La tristeza de la perrita Turca (y familia)

Un manto de melancolía inaprensible envuelve el recinto palaciego, pues pronto habrá que abandonar estos jardines y berlinas para volver al piso de Pozuelo

Tristeza en la célebre residencia situada en el arranque de la autovía a La Coruña. Y no es por la canícula inclemente que fríe Madrid estos días, pues al fin y al cabo en las veredas umbrías del palacio y en su piscina privada el calor se sobrelleva mejor. La tristeza atiende a lo que va a pasar, a que todo indica que muy pronto puede quedar atrás este edén con mayordomos, escoltas, ostentosas caravanas de berlinas oficiales, chef privado, aviones de Estado para hacer turismo, tropas de asesores serviles, o chaletazos del Estado para tostarse con lujo y gratis cuando llega el estío.

-=-=-=-=-

#### [Actividad]
Transcribe sin cambios del texto de estudio todo lo que va desde "Tristeza en la" hasta "llega el estío.".

#### [Datos de origen]
-=-=-=-=-

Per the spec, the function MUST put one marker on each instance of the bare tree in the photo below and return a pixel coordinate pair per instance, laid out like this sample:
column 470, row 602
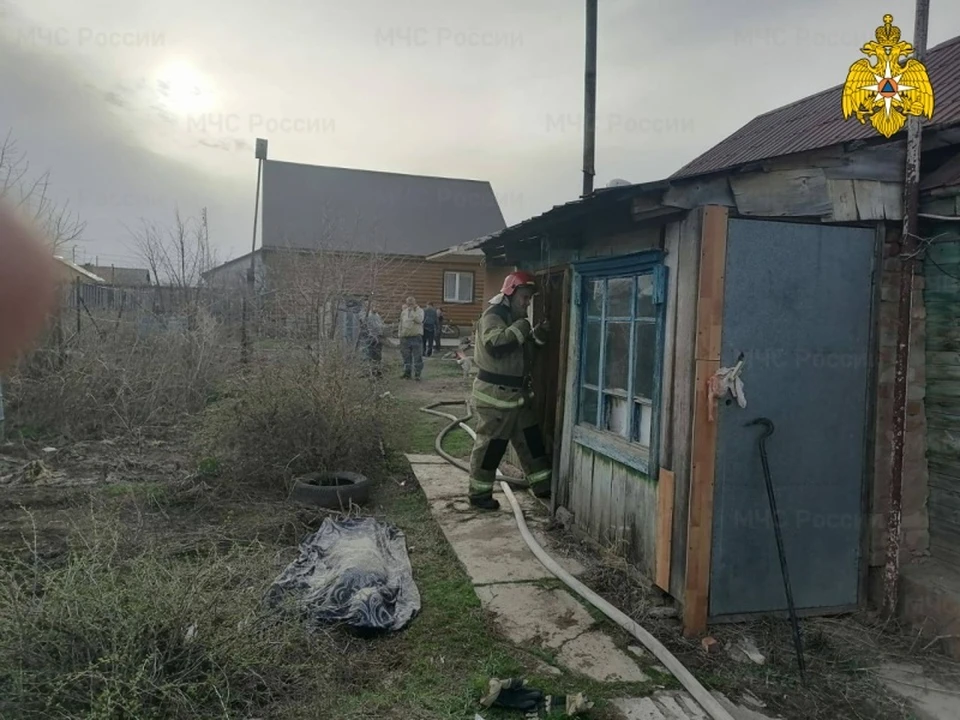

-=-=-=-=-

#### [Solución del ejercicio]
Tristeza en la célebre residencia situada en el arranque de la autovía a La Coruña. Y no es por la canícula inclemente que fríe Madrid estos días, pues al fin y al cabo en las veredas umbrías del palacio y en su piscina privada el calor se sobrelleva mejor. La tristeza atiende a lo que va a pasar, a que todo indica que muy pronto puede quedar atrás este edén con mayordomos, escoltas, ostentosas caravanas de berlinas oficiales, chef privado, aviones de Estado para hacer turismo, tropas de asesores serviles, o chaletazos del Estado para tostarse con lujo y gratis cuando llega el estío.